Work to complete –
#1 In the design notes, rewrite the paragraph beginning "Pros: Can get language label" as a short list that keeps its main facts.
#2 Reproduce the records from their first line up to and including the line with "POLYGON ((105 107, 108", changing "metal louver vent" to "steel air grille" and leaving everything else as it is. Omit the pictures.

Selected extract –
★ ★ ★ ★ ★

Design options and decisions: Technical Implementation of Semantic representation

Goal: decide on implementation

How will we implement tags?
- Option 1:As plain text that is appended to slide revisions and decks (e.g. tags: [mathematics, fibonacci, ...] or
  - Pros: easy to implement
  - Cons: enriching the tags with data from the WWW might become difficult, as we have no place where to save additional information(Roy Meissner )
- Option 2: as URIs that are already linked to further knowledge (RDF)?
  - Pros: we might be able to infer knowledge from the WWW, we might be able to present a user enriched recommendations
  - Cons: we might not be able to link to distinct topics/concepts in case we are unsure about the meaning of a tag.
- Option 3: as both URIs and Tags (Mariano Rico ) providing both options as Plain text and url like this: '{ name: Scientific, url: http://dbpedia.org/ontology/Scientific }'. (Aleksandr Korovin ) (Option 3 added by Klaas Andries de Graaf for discussion overview purposes - check if I misunderstood argument/pro's/con's)
  - Pros: Can get language label via DBpedia via URI (Mariano Rico , see SWIK-903). User can still specify tag without URL (Aleksandr Korovin) + link is optional for a tag and links are not requested from users (Roy Meissner ). users are able to add plaintext tags that we might enrich later + urls for tags are added later by our automatic system (e.g. a Named Entity Recognition that is able to disambiguate) (Roy Meissner )
  - Cons: not good for keyword searching in MongoDB - Typical model data is an array (https://docs.mongodb.com/manual/tutorial/model-data-for-keyword-search/). Need to test query that will search in tags array by name: tags: \[{name: 'name1', ...}, \{name: 'name2'} , .... ] (Aleksandr Korovin) → also in SOLR? (Serafeim Chatzopoulos )
  - Possible complication: disambiguation problem tag → URI link (Roy Meissner). need a custom mapping for tags with some meta information (e.g. slide202 → {tag1 → {sameAs: <url>, algorithm: NamedEntityRecognition, manuallyAdded: false, ...}, tag2 → ...} (Roy Meissner)
- Other options? (Ali Khalili , Roy Meissner , Mariano Rico , Antje Schlaf , Luis Daniel Fernandes Rotger )
How do we save these tags?
1. DECISION: save tags as part of the current MongoDB, right at slides/decks (either as JSON-LD or plain JSON) - passed with 5 votes (Roy, Klaas, Alex, Luis, Paul) > 50% of involved
- Option 1 - As part of the slide model in the MongoDB or
  - Pros: easy to add to our current model (Roy Meissner), same technology stack. use Solr to have a (however materialized) index for tags, so we are able to efficiently search among these (Roy Meissner)
  - Cons: possibly complex (+long running) queries to find things that are related to tags, more complex to add information from the WWW. for reasoning, inferring knowledge, semantic search we will need a RDF store with SPARQL endpoint working in a real time for users, right (T2.4) (Aleksandr Korovin , Klaas Andries de Graaf agrees). Needs mapping (also holds for option 1.1 ? see point "additions/complications")
- Option 1.1 - JSON-LD (Allan Third) (option 1.1. added by Klaas Andries de Graaf for discussion overview purposes - check if I misunderstood argument/pro's/con's)
  - Pros: there's no separation between the Mongo representation and the RDF. can help for SEO if embedded in pages (Ali Khalili ) . Graph-db supports JSON-LD (Aleksandr Korovin)

★ ★ ★ ★ ★

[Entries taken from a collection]

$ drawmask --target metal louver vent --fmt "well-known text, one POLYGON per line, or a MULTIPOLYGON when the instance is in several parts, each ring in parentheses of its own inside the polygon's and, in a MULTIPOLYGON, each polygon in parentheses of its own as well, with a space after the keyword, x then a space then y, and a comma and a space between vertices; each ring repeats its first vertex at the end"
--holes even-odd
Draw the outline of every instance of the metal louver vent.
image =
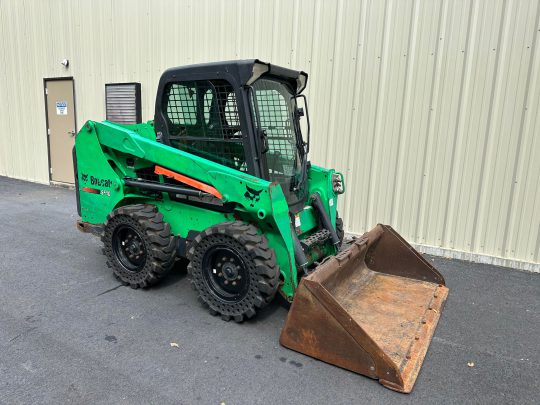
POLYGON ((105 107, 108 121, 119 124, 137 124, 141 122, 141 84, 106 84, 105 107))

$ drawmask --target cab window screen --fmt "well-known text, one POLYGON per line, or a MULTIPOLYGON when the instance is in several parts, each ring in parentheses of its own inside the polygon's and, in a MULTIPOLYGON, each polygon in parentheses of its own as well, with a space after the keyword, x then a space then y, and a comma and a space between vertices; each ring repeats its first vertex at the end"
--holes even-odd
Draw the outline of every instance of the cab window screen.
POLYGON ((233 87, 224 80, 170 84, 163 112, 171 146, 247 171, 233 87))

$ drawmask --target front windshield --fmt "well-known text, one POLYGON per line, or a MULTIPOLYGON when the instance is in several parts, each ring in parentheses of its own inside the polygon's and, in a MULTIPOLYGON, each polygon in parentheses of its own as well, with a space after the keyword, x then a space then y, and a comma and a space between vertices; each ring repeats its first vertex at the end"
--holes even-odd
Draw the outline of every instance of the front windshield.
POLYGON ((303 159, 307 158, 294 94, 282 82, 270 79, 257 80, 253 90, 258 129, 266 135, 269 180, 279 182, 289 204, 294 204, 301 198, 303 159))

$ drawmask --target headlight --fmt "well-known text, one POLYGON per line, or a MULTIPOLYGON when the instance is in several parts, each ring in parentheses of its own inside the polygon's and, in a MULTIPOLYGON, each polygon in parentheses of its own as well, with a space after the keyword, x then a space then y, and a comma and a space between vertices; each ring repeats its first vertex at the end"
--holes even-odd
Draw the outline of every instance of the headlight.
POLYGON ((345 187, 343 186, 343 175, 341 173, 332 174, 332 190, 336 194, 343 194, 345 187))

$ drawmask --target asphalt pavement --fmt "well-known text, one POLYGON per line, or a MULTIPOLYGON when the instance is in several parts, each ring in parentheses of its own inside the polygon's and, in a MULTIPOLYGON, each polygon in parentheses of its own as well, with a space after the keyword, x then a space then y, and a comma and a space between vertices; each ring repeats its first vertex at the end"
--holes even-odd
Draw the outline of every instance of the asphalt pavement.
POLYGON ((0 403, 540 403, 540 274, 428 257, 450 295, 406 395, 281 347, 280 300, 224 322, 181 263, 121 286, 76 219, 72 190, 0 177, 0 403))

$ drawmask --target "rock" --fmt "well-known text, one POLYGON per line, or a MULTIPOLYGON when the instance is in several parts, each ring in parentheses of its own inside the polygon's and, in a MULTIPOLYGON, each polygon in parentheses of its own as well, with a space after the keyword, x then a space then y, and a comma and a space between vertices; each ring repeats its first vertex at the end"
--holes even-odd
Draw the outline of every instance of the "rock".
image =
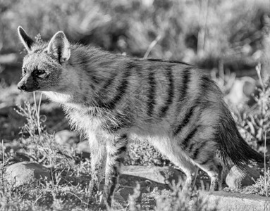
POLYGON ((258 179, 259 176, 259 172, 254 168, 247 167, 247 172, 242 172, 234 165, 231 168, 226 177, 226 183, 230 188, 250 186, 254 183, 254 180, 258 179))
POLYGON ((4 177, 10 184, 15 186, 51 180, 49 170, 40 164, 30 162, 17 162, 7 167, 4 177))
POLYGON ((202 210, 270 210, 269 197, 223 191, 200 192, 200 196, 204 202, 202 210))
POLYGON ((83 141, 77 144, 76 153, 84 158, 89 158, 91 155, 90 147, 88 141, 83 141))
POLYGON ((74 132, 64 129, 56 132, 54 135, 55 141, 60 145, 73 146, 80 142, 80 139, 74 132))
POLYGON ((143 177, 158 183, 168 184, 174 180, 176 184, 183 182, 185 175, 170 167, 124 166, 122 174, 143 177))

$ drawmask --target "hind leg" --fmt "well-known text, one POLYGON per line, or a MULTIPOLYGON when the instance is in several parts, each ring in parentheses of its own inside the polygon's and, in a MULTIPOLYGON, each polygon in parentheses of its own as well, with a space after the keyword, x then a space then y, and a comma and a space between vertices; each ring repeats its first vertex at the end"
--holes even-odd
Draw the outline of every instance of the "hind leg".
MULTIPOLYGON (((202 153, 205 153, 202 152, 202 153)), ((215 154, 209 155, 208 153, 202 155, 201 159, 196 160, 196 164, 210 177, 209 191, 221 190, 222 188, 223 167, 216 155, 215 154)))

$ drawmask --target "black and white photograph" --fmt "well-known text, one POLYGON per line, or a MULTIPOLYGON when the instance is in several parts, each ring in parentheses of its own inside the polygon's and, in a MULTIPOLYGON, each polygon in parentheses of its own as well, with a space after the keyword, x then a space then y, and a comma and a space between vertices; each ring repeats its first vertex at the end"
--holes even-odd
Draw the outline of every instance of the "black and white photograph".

★ ★ ★ ★ ★

Solution list –
#1
- A language label can be obtained from DBpedia through the URI (Mariano Rico, see SWIK-903).
- Users can still specify a tag without a URL (Aleksandr Korovin).
- A link is optional for a tag, and users are not asked for links (Roy Meissner).
- Users can add plain-text tags that might be enriched later, with URLs added afterward by an automatic system, such as a Named Entity Recognition that can disambiguate (Roy Meissner).

#2
$ drawmask --target steel air grille --fmt "well-known text, one POLYGON per line, or a MULTIPOLYGON when the instance is in several parts, each ring in parentheses of its own inside the polygon's and, in a MULTIPOLYGON, each polygon in parentheses of its own as well, with a space after the keyword, x then a space then y, and a comma and a space between vertices; each ring repeats its first vertex at the end"
--holes even-odd
Draw the outline of every instance of the steel air grille.
image =
POLYGON ((105 107, 108 121, 119 124, 137 124, 141 122, 141 84, 106 84, 105 107))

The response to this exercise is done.